Exercise description => Locate each line in the records below that contains the word "kitchen", matching its case, and copy those lines.

(Box annotations for photos)

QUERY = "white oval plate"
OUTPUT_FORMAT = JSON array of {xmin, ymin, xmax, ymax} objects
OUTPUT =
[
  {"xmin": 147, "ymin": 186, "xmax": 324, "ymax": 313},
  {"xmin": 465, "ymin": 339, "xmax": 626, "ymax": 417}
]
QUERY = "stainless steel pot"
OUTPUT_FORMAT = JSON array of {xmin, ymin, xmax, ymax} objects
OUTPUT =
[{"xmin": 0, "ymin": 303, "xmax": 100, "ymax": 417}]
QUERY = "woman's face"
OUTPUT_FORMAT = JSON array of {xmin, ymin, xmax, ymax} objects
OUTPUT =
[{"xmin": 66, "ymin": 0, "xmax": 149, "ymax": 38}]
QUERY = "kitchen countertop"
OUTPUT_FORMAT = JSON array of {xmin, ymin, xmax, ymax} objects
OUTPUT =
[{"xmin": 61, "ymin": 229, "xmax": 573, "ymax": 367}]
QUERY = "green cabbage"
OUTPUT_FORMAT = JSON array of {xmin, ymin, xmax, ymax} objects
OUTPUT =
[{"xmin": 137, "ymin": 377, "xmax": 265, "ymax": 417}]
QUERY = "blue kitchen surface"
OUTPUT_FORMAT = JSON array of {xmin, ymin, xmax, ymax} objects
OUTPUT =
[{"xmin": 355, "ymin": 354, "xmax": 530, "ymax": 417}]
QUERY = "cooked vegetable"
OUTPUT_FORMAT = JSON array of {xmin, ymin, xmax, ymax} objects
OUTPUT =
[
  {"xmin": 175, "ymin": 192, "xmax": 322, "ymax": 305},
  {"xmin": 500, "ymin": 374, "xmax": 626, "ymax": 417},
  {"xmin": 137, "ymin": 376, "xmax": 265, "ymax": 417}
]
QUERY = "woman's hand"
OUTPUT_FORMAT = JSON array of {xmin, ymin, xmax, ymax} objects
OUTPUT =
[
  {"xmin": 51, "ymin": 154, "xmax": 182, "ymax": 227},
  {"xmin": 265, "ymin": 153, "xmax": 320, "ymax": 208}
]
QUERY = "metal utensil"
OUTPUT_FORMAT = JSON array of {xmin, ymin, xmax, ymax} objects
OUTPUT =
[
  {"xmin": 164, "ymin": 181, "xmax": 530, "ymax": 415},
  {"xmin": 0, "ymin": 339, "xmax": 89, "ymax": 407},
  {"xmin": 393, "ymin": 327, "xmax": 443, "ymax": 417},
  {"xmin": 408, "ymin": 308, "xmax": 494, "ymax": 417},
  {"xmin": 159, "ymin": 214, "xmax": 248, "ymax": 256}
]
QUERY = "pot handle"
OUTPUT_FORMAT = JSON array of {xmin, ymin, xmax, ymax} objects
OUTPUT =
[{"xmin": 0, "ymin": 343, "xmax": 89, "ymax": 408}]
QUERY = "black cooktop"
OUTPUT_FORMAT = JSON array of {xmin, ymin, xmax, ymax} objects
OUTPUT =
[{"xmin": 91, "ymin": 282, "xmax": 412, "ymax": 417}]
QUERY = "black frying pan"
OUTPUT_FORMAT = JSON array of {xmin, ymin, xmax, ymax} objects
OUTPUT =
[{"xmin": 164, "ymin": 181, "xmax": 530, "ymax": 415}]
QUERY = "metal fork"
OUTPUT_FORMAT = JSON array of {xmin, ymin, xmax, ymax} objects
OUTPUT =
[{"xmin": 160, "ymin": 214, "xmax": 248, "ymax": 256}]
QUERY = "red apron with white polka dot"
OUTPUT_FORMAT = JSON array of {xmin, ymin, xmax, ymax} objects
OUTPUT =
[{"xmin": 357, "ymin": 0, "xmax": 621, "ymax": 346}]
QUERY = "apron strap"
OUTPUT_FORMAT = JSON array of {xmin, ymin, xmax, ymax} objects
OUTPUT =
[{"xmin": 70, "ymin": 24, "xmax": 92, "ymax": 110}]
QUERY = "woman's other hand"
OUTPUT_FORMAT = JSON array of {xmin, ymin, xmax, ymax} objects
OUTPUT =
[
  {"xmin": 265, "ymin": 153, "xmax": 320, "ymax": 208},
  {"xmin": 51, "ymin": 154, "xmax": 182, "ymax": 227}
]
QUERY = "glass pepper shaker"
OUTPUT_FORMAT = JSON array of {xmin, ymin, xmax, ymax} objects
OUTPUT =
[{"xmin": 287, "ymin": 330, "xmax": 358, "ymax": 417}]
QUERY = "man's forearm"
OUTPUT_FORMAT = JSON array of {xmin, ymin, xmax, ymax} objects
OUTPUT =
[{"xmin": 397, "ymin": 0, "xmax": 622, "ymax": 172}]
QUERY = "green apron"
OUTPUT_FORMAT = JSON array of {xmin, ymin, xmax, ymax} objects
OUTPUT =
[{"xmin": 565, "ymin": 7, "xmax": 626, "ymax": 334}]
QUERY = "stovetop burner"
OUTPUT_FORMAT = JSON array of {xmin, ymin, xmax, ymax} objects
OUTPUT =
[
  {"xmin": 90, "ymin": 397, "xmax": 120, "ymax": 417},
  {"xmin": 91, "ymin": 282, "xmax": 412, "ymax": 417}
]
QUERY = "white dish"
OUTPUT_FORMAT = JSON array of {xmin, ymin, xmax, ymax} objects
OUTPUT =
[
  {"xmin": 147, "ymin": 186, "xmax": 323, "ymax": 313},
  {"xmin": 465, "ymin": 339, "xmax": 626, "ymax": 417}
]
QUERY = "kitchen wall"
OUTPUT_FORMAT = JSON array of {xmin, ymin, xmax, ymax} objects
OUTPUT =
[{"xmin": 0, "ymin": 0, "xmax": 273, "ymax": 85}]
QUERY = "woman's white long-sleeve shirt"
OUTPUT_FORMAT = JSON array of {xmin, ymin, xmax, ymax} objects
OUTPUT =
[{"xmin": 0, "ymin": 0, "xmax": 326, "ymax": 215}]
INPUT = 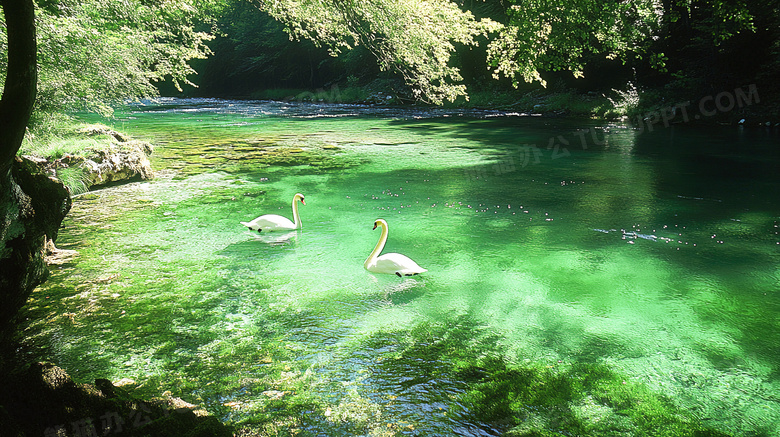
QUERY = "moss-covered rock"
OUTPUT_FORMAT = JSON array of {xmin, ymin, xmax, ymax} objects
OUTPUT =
[{"xmin": 0, "ymin": 363, "xmax": 233, "ymax": 437}]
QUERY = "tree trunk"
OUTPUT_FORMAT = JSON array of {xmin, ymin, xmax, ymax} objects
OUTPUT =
[
  {"xmin": 0, "ymin": 0, "xmax": 64, "ymax": 330},
  {"xmin": 0, "ymin": 0, "xmax": 38, "ymax": 177}
]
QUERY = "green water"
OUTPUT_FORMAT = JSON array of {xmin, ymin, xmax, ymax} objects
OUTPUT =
[{"xmin": 21, "ymin": 100, "xmax": 780, "ymax": 436}]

Exercise answer =>
QUERY = "kitchen countertop"
QUERY = "blue kitchen surface"
QUERY = "kitchen wall"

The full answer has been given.